[Dataset items]

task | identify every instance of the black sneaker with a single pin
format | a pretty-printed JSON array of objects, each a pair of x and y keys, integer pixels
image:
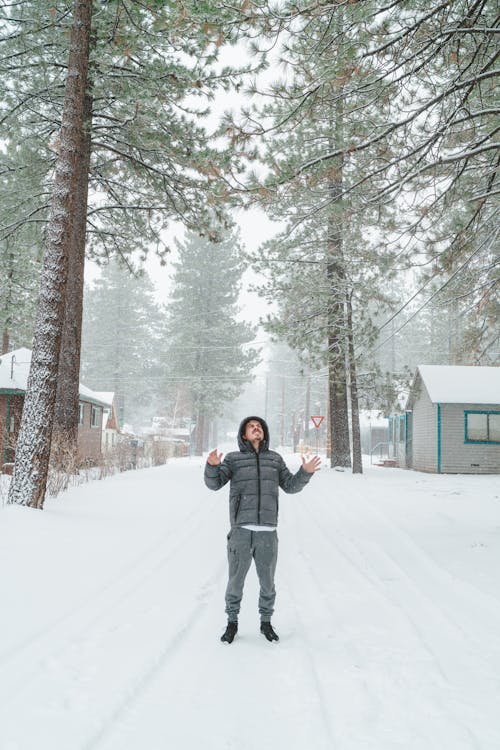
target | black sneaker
[
  {"x": 231, "y": 630},
  {"x": 267, "y": 629}
]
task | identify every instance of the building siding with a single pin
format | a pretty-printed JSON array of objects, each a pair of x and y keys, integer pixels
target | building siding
[
  {"x": 9, "y": 439},
  {"x": 424, "y": 432},
  {"x": 459, "y": 457},
  {"x": 89, "y": 437}
]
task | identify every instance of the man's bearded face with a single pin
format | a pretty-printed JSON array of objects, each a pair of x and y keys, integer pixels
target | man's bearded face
[{"x": 253, "y": 431}]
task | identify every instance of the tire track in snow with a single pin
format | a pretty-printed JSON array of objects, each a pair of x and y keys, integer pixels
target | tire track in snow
[
  {"x": 139, "y": 685},
  {"x": 367, "y": 568},
  {"x": 139, "y": 570}
]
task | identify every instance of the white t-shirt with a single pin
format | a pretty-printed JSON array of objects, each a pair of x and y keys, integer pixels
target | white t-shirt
[{"x": 254, "y": 527}]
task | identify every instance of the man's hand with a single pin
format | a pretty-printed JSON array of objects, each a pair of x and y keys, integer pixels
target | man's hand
[
  {"x": 312, "y": 465},
  {"x": 214, "y": 458}
]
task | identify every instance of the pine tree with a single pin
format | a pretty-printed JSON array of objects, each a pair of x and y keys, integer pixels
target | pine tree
[
  {"x": 121, "y": 341},
  {"x": 35, "y": 433},
  {"x": 206, "y": 350}
]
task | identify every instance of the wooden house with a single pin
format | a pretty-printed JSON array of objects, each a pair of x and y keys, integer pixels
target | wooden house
[
  {"x": 452, "y": 420},
  {"x": 14, "y": 370}
]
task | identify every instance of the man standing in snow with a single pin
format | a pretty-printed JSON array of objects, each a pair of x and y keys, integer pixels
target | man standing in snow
[{"x": 256, "y": 474}]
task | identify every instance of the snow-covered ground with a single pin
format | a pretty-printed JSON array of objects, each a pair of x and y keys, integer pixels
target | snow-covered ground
[{"x": 388, "y": 610}]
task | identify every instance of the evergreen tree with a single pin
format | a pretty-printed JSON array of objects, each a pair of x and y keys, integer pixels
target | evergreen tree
[
  {"x": 35, "y": 432},
  {"x": 206, "y": 350},
  {"x": 121, "y": 341}
]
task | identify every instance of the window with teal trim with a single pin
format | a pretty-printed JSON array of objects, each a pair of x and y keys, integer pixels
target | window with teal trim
[{"x": 482, "y": 426}]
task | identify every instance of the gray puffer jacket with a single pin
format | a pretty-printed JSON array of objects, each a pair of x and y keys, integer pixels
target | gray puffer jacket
[{"x": 255, "y": 480}]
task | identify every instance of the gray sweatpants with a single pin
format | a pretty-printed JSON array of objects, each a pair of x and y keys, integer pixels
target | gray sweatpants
[{"x": 242, "y": 546}]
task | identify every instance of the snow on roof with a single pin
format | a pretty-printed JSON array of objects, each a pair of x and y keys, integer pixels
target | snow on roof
[
  {"x": 14, "y": 371},
  {"x": 461, "y": 384},
  {"x": 106, "y": 396}
]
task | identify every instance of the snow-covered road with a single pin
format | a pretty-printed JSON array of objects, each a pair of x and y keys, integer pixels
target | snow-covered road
[{"x": 388, "y": 612}]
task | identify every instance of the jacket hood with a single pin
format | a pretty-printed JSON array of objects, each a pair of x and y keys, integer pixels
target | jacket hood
[{"x": 244, "y": 445}]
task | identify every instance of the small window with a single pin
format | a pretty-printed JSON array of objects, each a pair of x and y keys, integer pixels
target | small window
[
  {"x": 482, "y": 427},
  {"x": 95, "y": 417}
]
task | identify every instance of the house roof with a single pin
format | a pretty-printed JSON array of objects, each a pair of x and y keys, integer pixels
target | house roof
[
  {"x": 106, "y": 396},
  {"x": 14, "y": 371},
  {"x": 458, "y": 384}
]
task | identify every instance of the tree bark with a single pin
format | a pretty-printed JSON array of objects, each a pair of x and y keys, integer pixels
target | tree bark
[
  {"x": 357, "y": 462},
  {"x": 68, "y": 385},
  {"x": 35, "y": 435}
]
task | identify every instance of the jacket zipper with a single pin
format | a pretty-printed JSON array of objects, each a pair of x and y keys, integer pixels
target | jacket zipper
[{"x": 258, "y": 482}]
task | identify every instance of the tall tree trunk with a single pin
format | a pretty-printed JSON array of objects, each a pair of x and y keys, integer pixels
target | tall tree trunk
[
  {"x": 35, "y": 434},
  {"x": 5, "y": 340},
  {"x": 66, "y": 410},
  {"x": 337, "y": 373},
  {"x": 357, "y": 462},
  {"x": 200, "y": 431}
]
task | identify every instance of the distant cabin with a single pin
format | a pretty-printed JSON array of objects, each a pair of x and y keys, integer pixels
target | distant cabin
[
  {"x": 452, "y": 421},
  {"x": 14, "y": 370}
]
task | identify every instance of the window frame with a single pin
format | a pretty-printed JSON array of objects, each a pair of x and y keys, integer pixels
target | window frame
[
  {"x": 95, "y": 410},
  {"x": 487, "y": 413}
]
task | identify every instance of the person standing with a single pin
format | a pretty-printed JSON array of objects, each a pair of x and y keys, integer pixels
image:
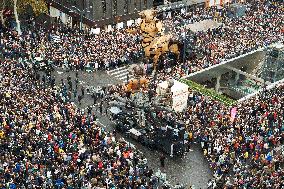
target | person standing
[
  {"x": 101, "y": 107},
  {"x": 83, "y": 91},
  {"x": 162, "y": 160},
  {"x": 94, "y": 96}
]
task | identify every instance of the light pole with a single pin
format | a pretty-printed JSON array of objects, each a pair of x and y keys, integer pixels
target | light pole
[{"x": 81, "y": 15}]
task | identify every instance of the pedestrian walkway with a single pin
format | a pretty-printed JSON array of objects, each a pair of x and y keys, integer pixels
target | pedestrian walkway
[{"x": 121, "y": 73}]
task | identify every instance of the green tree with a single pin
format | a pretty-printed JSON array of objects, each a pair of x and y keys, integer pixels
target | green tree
[{"x": 38, "y": 6}]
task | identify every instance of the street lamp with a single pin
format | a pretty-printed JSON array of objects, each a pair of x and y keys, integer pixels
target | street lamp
[{"x": 81, "y": 14}]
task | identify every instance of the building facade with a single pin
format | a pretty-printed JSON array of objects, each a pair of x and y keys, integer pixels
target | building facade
[{"x": 101, "y": 12}]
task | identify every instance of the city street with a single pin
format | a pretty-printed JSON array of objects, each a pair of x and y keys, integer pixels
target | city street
[{"x": 193, "y": 169}]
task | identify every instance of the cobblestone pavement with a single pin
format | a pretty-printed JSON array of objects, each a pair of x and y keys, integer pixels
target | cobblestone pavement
[{"x": 193, "y": 169}]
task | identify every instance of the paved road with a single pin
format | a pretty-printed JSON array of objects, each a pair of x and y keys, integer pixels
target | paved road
[{"x": 192, "y": 169}]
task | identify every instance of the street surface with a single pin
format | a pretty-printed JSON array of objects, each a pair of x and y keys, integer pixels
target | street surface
[{"x": 193, "y": 169}]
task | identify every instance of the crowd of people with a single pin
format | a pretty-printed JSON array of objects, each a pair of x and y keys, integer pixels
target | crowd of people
[
  {"x": 245, "y": 151},
  {"x": 72, "y": 49},
  {"x": 46, "y": 142},
  {"x": 260, "y": 26}
]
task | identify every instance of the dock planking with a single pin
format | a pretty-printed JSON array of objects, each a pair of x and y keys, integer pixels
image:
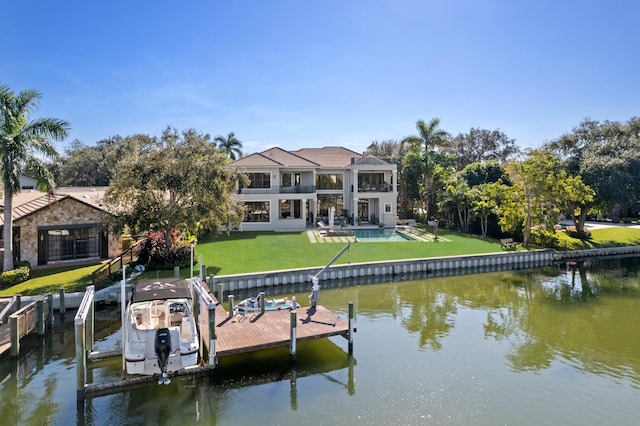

**OBJECTIVE**:
Copy every item above word for word, omitting the pictures.

**RESULT OF THE TASK**:
task | identify every instance of the black sneaker with a single pin
format | a pretty-printed JSON array of objects, each a pair of x and y keys, integer pixels
image:
target | black sneaker
[
  {"x": 231, "y": 630},
  {"x": 267, "y": 629}
]
task | identify every instance of the building siding with a single pin
format | a pretty-printed JSON array of objects, each a pair of x and y keys, integer pixels
target | building siding
[
  {"x": 9, "y": 439},
  {"x": 424, "y": 432},
  {"x": 459, "y": 457},
  {"x": 89, "y": 437}
]
task | identify every instance of the man's bearded face with a single pin
format | a pretty-printed JSON array of objects, each a pair of x and y keys, integer pixels
target | man's bearded face
[{"x": 253, "y": 431}]
task | identify every instance of the tire track in snow with a single pin
format | a pretty-printed JSON array of objects, each a pair of x and y keys, integer pixels
target | tire track in snow
[
  {"x": 139, "y": 685},
  {"x": 367, "y": 568},
  {"x": 139, "y": 570}
]
task | identify every instance of the white t-shirt with a single pin
format | a pretty-printed JSON array of objects, each a pair of x and y keys, integer pixels
target | white t-shirt
[{"x": 254, "y": 527}]
task | identify every instance of the man's hand with a single pin
format | a pretty-printed JSON array of objects, each a pair of x and y keys, integer pixels
target | man's hand
[
  {"x": 312, "y": 465},
  {"x": 214, "y": 458}
]
task | identify every instance of the pine tree with a single pin
format | a pretty-printed JSON array of objects, each a pair of x and y keys, integer pixels
target | pine tree
[
  {"x": 121, "y": 341},
  {"x": 35, "y": 433},
  {"x": 206, "y": 350}
]
task | identify every instance of the wooden house with a single pin
format | a pretty-printed JSON array of objects, each a pair of x and y keys, integer pixels
target | wooden house
[
  {"x": 452, "y": 420},
  {"x": 14, "y": 370}
]
task | identify every instance of the man standing in snow with a single pin
format | a pretty-printed JSON array of objects, each a pair of x and y keys, integer pixels
target | man standing in snow
[{"x": 256, "y": 474}]
task | identify every instance of the snow-covered ground with a single pin
format | a pretty-printed JSON array of objects, each a pair of x and y keys, integer pixels
target | snow-covered ground
[{"x": 388, "y": 610}]
task | identify every instance of the evergreen tree with a single pin
format | a pretty-printed JSON array of objects, each a pair of x and y keys, integer pixels
target | evergreen tree
[
  {"x": 35, "y": 432},
  {"x": 206, "y": 350},
  {"x": 121, "y": 341}
]
task | identify every instance of the window with teal trim with a single pin
format | a pretty-printed JSON array of objects, each a pair of x and y keys, integer pixels
target | window with teal trim
[{"x": 482, "y": 426}]
task | identify every instance of the gray puffer jacket with a single pin
format | a pretty-printed JSON array of objects, each a pair of x and y keys, integer pixels
target | gray puffer jacket
[{"x": 255, "y": 480}]
task | identify every instance of the gray sweatpants with a single pin
format | a pretty-printed JSON array of objects, each a pair of x and y keys, integer pixels
target | gray sweatpants
[{"x": 242, "y": 546}]
task | identify every instance of the snow on roof with a single pin
format | a pretty-printed JSON array of objects, each a pair of x and y keys, integer pixels
target | snow on roof
[
  {"x": 14, "y": 371},
  {"x": 461, "y": 384},
  {"x": 106, "y": 396}
]
task | identify every instance of the snow-covered road with a single pin
format | a pretty-printed JSON array of objects, each a pair of x and y keys, integer pixels
target | snow-covered road
[{"x": 388, "y": 612}]
task | identify every instance of the jacket hood with a single pin
format | a pretty-printed JSON array of objects, each a pair of x and y keys, integer pixels
target | jacket hood
[{"x": 244, "y": 445}]
task | identify every instance of the small window with a single pin
format | a pretty-printed JSON array of objects, each a pair of x and y keys, integer pixels
target | small window
[
  {"x": 482, "y": 427},
  {"x": 95, "y": 417}
]
task | identify every instance of the house roof with a single pin
format | a pretty-printed JSON array of objects, each a pair of x and y keys, integer pixels
target | house roof
[
  {"x": 106, "y": 396},
  {"x": 14, "y": 371},
  {"x": 458, "y": 384}
]
task | identify every instance of the tree bark with a single pin
format | a pretty-printed JSON array of objects, each a pair of x and y keys, integer pixels
target | tree bark
[
  {"x": 357, "y": 462},
  {"x": 68, "y": 385},
  {"x": 35, "y": 435}
]
task | identify every instance of the jacket zipper with a single pin
format | a pretty-printed JSON array of objects, each a pair of x and y keys, integer pixels
target | jacket zipper
[{"x": 258, "y": 482}]
task | identify every instance of the tall tree trunk with a single pin
format | a pretty-printed JSON array of objects, each a pair of x and y keys, integer pixels
target | tall tree trunk
[
  {"x": 35, "y": 434},
  {"x": 5, "y": 340},
  {"x": 66, "y": 410},
  {"x": 337, "y": 373},
  {"x": 357, "y": 462},
  {"x": 200, "y": 431}
]
task | identify every instance of the distant cabin with a single pin
format | a pretty-printed JSON array of objects, each a pair of x and y keys, integer pixels
target | distant cabin
[
  {"x": 452, "y": 421},
  {"x": 14, "y": 370}
]
task | identify every instance of the window frame with a single pin
format | a pretty-printed JSON array of objects, each a pair of x and y keys, integer pixels
target | window frame
[
  {"x": 95, "y": 410},
  {"x": 487, "y": 413}
]
task | identify every instance of the person standing with a single pin
format | a pretty-printed JSON array of objects, each a pair of x and y keys, integer pixels
image:
target | person standing
[
  {"x": 101, "y": 107},
  {"x": 83, "y": 91},
  {"x": 162, "y": 160},
  {"x": 94, "y": 96}
]
task | identify every instance of the light pole with a single pin
format | a pretty-printed JSON array of objects, each a pair of x and y keys, integer pixels
target | light pole
[{"x": 81, "y": 15}]
task | identify every instance of the pedestrian walkway with a single pin
format | a pretty-printed JSON array of objects, each a pair of x and y keys, integer pixels
target | pedestrian walkway
[{"x": 121, "y": 73}]
task | identify every instance of the green tree with a single pin
format | a pretty-printed JSON array of objects, each a pair of x and y keys, integer pixels
target | green tree
[{"x": 38, "y": 6}]
task | identify every instance of the street lamp with a single pin
format | a pretty-printed JSON array of objects, each a pair of x and y keys, integer pixels
target | street lamp
[{"x": 81, "y": 14}]
task | identify every instance of the building facade with a single pin
format | a pretty-printed JSON array of objects, each a pair of x and y keys, integer pixels
target | building facade
[{"x": 101, "y": 12}]
task | identify every instance of the city street with a single pin
format | a pretty-printed JSON array of objects, each a pair of x and y keys, integer pixels
target | city street
[{"x": 193, "y": 169}]
task | identify every instance of the cobblestone pavement with a single pin
format | a pretty-printed JSON array of objects, each a pair of x and y keys, integer pixels
target | cobblestone pavement
[{"x": 193, "y": 169}]
task | identify every instance of the paved road with a single pin
format | a pretty-printed JSON array of objects, each a pair of x and y keys, integer pixels
target | paved road
[{"x": 192, "y": 169}]
task | identify every instance of the street surface with a single pin
format | a pretty-printed JSON array of objects, each a pair of x and y keys, integer pixels
target | street surface
[{"x": 193, "y": 169}]
task | identify every instance of the crowd of people with a single pin
format | a pretty-printed JSON array of objects, each a pair of x and y keys, integer pixels
target | crowd of people
[
  {"x": 245, "y": 151},
  {"x": 72, "y": 49},
  {"x": 46, "y": 142},
  {"x": 260, "y": 26}
]
task | identify every instance of the dock planking with a single pin
format | a pretty-printed JSON array of objects, each a pair of x and y keys, integer pixels
image:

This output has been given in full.